Goal of the exercise: Filter the rows below, keeping only the lines that contain the word "rear".

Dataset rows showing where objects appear
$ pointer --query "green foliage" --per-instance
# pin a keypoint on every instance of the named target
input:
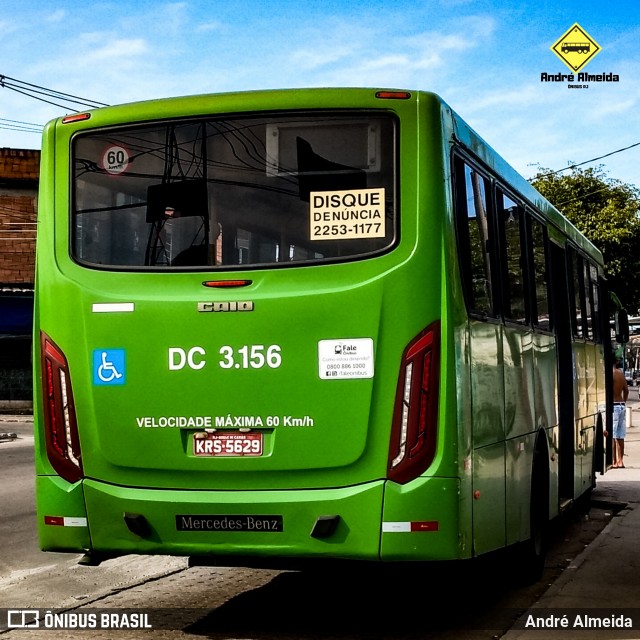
(607, 212)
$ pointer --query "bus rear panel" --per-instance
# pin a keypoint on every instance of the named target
(235, 357)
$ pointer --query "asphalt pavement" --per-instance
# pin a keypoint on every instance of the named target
(598, 595)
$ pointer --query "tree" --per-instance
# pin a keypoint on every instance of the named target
(607, 212)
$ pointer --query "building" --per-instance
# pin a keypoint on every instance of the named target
(19, 174)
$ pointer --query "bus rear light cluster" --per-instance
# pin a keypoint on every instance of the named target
(61, 429)
(414, 429)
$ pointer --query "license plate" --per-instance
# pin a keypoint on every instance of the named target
(227, 444)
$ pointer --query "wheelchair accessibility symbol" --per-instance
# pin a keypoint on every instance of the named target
(108, 366)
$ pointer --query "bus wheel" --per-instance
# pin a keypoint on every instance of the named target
(532, 552)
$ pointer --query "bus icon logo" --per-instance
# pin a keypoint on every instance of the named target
(575, 48)
(108, 366)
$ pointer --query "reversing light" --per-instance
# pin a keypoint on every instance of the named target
(393, 95)
(61, 429)
(221, 284)
(413, 433)
(76, 117)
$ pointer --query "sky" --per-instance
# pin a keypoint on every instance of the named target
(485, 58)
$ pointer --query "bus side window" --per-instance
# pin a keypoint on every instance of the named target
(595, 304)
(577, 293)
(591, 326)
(510, 217)
(540, 282)
(474, 238)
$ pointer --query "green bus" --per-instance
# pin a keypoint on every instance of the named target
(278, 328)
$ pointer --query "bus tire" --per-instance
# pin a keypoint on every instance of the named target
(532, 552)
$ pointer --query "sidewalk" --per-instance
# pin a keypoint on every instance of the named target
(603, 582)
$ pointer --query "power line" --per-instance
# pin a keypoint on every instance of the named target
(579, 164)
(43, 94)
(17, 125)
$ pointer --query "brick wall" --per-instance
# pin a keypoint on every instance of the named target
(19, 172)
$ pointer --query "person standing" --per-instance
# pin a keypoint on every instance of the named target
(620, 395)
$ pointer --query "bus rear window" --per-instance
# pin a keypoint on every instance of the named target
(235, 192)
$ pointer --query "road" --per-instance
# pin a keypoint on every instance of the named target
(185, 602)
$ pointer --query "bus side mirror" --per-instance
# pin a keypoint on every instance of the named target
(622, 326)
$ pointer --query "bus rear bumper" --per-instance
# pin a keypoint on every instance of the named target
(324, 523)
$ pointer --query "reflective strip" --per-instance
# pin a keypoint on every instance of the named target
(410, 527)
(60, 521)
(111, 307)
(396, 527)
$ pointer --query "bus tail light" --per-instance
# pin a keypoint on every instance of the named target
(414, 429)
(61, 429)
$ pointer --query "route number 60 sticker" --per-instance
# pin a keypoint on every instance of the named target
(115, 160)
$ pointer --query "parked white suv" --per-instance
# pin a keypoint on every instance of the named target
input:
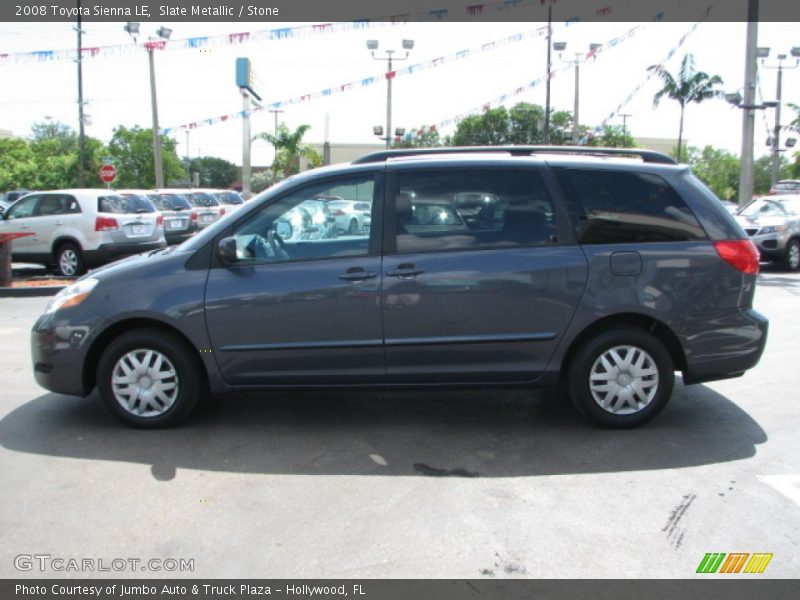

Finished answer:
$ pointer --query "bus rear panel" --per-instance
$ pointer --query "bus rear light cluster" --per-instance
$ pointer --query "bus rear window" --per-instance
$ pointer --query "bus rear bumper" --per-instance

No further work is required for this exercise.